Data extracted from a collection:
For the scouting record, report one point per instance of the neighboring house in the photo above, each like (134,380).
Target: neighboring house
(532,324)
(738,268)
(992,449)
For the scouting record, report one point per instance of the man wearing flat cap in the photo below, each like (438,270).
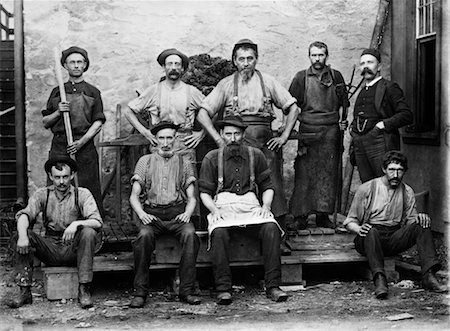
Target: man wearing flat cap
(170,100)
(85,106)
(72,225)
(252,94)
(380,111)
(231,180)
(162,196)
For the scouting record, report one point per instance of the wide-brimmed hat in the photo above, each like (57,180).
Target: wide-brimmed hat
(163,125)
(247,43)
(75,49)
(173,51)
(60,159)
(232,120)
(372,51)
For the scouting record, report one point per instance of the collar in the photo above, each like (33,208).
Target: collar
(242,153)
(373,82)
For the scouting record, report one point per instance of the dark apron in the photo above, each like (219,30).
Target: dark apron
(316,165)
(87,156)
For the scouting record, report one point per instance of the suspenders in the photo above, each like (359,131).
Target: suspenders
(251,153)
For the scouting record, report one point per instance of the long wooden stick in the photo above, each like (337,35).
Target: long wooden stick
(66,115)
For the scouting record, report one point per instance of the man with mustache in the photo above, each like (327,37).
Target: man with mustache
(320,92)
(72,223)
(231,179)
(384,218)
(170,100)
(84,103)
(252,94)
(380,110)
(162,196)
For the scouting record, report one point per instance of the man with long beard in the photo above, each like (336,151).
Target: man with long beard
(380,110)
(251,95)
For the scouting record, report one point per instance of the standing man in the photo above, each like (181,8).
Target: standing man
(71,220)
(233,175)
(384,218)
(251,94)
(320,92)
(165,179)
(84,103)
(380,110)
(170,100)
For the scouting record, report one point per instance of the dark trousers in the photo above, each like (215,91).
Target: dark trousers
(369,152)
(144,244)
(387,241)
(50,250)
(269,236)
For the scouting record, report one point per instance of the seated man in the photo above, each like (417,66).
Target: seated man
(71,219)
(165,180)
(383,215)
(233,175)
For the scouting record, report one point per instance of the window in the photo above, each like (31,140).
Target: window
(426,96)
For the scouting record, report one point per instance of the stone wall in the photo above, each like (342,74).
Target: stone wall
(123,39)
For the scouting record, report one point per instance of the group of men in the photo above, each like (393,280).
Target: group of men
(240,183)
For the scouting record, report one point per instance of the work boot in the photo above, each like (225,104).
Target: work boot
(84,295)
(323,221)
(23,298)
(276,294)
(224,298)
(380,282)
(137,302)
(430,283)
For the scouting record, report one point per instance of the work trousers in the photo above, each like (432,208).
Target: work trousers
(51,251)
(269,236)
(384,241)
(144,245)
(369,153)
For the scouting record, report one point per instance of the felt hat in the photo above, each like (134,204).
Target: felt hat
(231,120)
(173,51)
(163,125)
(60,159)
(247,43)
(372,51)
(75,49)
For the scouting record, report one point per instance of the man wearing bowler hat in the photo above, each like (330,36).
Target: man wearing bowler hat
(380,111)
(231,179)
(162,196)
(252,94)
(85,106)
(170,100)
(72,223)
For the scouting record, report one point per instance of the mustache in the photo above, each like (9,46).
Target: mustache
(367,71)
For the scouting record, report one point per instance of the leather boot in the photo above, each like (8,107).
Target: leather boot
(380,282)
(84,295)
(430,283)
(24,297)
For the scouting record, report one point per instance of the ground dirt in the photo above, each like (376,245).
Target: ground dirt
(324,304)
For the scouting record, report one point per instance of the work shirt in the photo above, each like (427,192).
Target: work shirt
(381,205)
(61,212)
(163,103)
(92,107)
(250,96)
(161,180)
(236,172)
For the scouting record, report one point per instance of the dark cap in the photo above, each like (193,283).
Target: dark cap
(74,49)
(173,51)
(372,51)
(246,43)
(60,159)
(232,120)
(163,125)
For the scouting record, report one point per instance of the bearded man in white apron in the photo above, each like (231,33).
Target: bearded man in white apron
(230,179)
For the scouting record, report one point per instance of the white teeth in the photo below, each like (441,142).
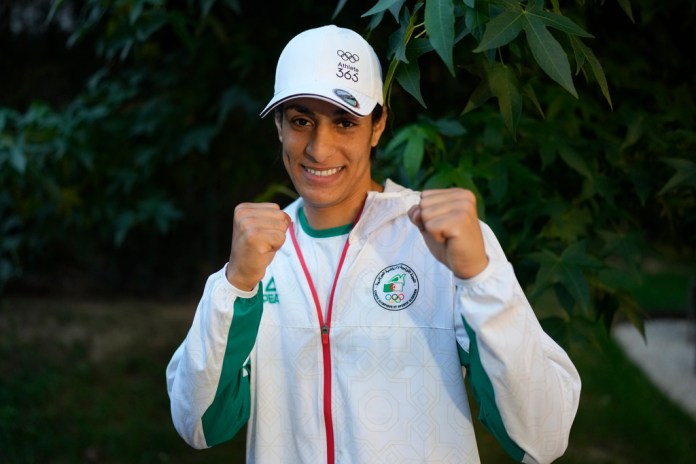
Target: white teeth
(327,172)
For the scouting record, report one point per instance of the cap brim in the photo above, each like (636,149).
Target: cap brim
(363,106)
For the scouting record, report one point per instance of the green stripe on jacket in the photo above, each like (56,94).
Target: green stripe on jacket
(482,388)
(231,406)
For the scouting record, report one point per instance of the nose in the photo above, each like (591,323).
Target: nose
(322,145)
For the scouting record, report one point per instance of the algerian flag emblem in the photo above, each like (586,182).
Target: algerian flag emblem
(395,287)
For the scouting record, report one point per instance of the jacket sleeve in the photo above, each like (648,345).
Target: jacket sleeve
(208,375)
(525,385)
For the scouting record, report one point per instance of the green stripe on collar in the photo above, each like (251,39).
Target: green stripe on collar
(321,233)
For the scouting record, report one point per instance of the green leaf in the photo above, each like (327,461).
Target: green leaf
(414,151)
(501,30)
(339,7)
(482,93)
(685,175)
(408,76)
(567,270)
(575,161)
(379,7)
(503,85)
(548,53)
(528,90)
(439,23)
(560,22)
(582,53)
(626,6)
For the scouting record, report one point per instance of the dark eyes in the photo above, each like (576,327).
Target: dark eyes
(304,122)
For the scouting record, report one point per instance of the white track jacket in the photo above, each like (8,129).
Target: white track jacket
(378,376)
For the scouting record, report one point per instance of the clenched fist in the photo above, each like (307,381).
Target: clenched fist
(449,223)
(259,232)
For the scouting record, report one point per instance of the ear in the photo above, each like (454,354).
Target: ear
(279,124)
(378,128)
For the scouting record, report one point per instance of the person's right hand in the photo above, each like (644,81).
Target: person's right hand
(259,232)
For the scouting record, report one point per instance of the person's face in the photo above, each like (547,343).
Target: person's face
(326,151)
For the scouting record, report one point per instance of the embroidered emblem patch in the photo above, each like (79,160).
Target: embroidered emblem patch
(270,294)
(395,287)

**Requirements**:
Rewrite the lines above, changing every "scouting record" to "survey log" and leaving everything else as it is. Omit the pictures from your answer.

**Solved exercise**:
For the survey log, report one point per instance of the neighboring house in the photo above, each like (134,380).
Target: neighboring house
(532,324)
(738,268)
(992,449)
For the survey log, report one point per instance of the man wearing flat cap in the photo below, each like (438,270).
Target: man wearing flat cap
(170,100)
(85,106)
(72,225)
(252,94)
(380,111)
(231,180)
(162,196)
For the survey log, report one point per instance of the wide-brimmed hat in the photo above, each like (57,180).
Target: wide-brimmed hat
(163,125)
(247,43)
(75,49)
(173,51)
(60,159)
(232,120)
(372,51)
For the survey log, report one point per instance of the collar in the photo above, each like (33,208).
Target: collar
(242,153)
(373,82)
For the survey log, report one point per instance of the dark apron in the photo above, each like (219,30).
Target: dark apron
(316,165)
(87,156)
For the survey log, report one point per instance of the suspenders in the photo above, each like (359,131).
Target: suspenders
(251,153)
For the survey log, report one point per instance of the long wooden stick in the photo above, each like (337,35).
Target: long wooden stick
(66,115)
For the survey log, report one point per instance of the man with mustache in the photo above, each like (327,37).
Target: man with mustache
(320,92)
(72,223)
(231,179)
(384,218)
(170,100)
(84,103)
(252,94)
(380,110)
(162,196)
For the survey log, report one point per instance of the man with long beard in the photo above, each like (336,151).
Target: man with long beard
(380,110)
(251,95)
For the survey log, report one point per instance of the standing man in the photo above, each like (181,8).
Target: standing man
(71,220)
(233,175)
(384,218)
(251,94)
(320,92)
(165,179)
(84,103)
(380,110)
(170,100)
For the survey log, report one point per instance of the dark trousers in the photo above, each like (215,91).
Target: dark trousers
(369,152)
(144,244)
(387,241)
(50,250)
(269,236)
For the survey log, report one point per instance of the seated man in the photo above, each like (417,66).
Target: seated man
(71,219)
(165,180)
(383,215)
(233,175)
For the survey log, report one point per instance of the window in the photo above, each like (31,140).
Target: window
(426,96)
For the survey log, report one point per instance of the stone wall in the photo above, each like (342,74).
Target: stone wall
(123,39)
For the survey log, report one point per instance of the group of men in the photo above, each like (393,280).
Target: group of men
(240,183)
For the survey log, report one point per instance of the work boot in the photo above, each like (225,104).
Target: work boot
(84,295)
(323,221)
(23,298)
(276,294)
(224,298)
(380,282)
(137,302)
(430,283)
For the survey log, report one point per instance of the work trousers in the photo above, each like (432,208).
Target: work trousers
(51,251)
(269,236)
(384,241)
(144,245)
(369,153)
For the survey log, report one point per instance of the felt hat in the photo above, each like (134,204).
Target: felt hat
(231,120)
(173,51)
(163,125)
(60,159)
(247,43)
(372,51)
(75,49)
For the survey log, report one point per instance of the man wearing bowler hat in the photo above, each like (330,36).
Target: man wearing bowler hat
(380,111)
(231,179)
(162,196)
(252,94)
(85,106)
(170,100)
(72,223)
For the survey log, report one point per instance of the mustache in the photo above, each like (9,46).
Target: mustache
(367,71)
For the survey log, report one point per instance of the leather boot in the photo above, each like (8,107).
Target: leather boot
(380,282)
(84,295)
(430,283)
(24,297)
For the survey log, report one point per instance of the ground dirt in the photo above, each like (376,245).
Target: ground dirt
(324,304)
For the survey log, report one point per instance of the work shirt in the photo above, each like (427,192).
Target: work shirt
(381,205)
(61,212)
(163,103)
(92,107)
(250,96)
(161,180)
(236,172)
For the survey log, report one point per instance of the dark cap in the photo above, each like (193,283).
Target: dark cap
(74,49)
(173,51)
(372,51)
(246,43)
(60,159)
(232,120)
(163,125)
For the survey log, report one point per instance of the bearded man in white apron in the photo above, each like (231,33).
Target: bearded man in white apron
(230,179)
For the survey log, report one point per instance of the white teeth in the photo below, each like (441,142).
Target: white teeth
(327,172)
For the survey log, report one point per instance of the cap brim in the photo above, each like (636,149).
Target: cap brim
(363,106)
For the survey log, report one point per instance of the green stripe on jacket in the photo above, each like (56,94).
Target: green stripe on jacket
(482,388)
(231,406)
For the survey log, report one point per instance of the nose in the photo above, each like (591,323).
Target: nose
(322,145)
For the survey log, report one point per instance of the algerian flag emblem in the photo above, each like (586,182).
Target: algerian flag emblem
(395,287)
For the survey log, report one point per instance of the jacket sleeve in the photo above, each like (648,345).
Target: jacket sleeve
(208,375)
(525,385)
For the survey log, report one point per instance of the green stripe on collar in the photo above, each like (251,39).
Target: green stripe on collar
(321,233)
For the survey log, report one point per instance of the green leaf in the photo above, each like (327,461).
Target: green leaf
(414,151)
(501,30)
(339,7)
(482,93)
(685,175)
(408,76)
(567,270)
(575,161)
(379,7)
(503,85)
(548,53)
(528,90)
(439,23)
(560,22)
(582,53)
(626,6)
For the survey log, report one point per instance of the dark eyes in the photo above, each like (576,327).
Target: dark eyes
(304,122)
For the survey log, report one point per instance of the white track jacket in the photo above, each like (8,129).
Target: white track jacket
(378,376)
For the survey log, report one point per instance of the clenched fist in the photo above, each like (307,381).
Target: clenched fist
(449,223)
(259,232)
For the survey log, report one point per instance of the ear in the photo above, each like (454,354).
Target: ear
(279,124)
(378,128)
For the survey log, report one point per instance of the person's right hand in the photo above, each like (644,81).
Target: person's right hand
(259,232)
For the survey log, report one point per instance of the person's face in the photo above, each like (547,343).
Target: person's face
(326,151)
For the survey log, report one point per instance of the embroidered emblem patch in the photo above, each like (79,160).
Target: embroidered emblem patch
(270,294)
(395,287)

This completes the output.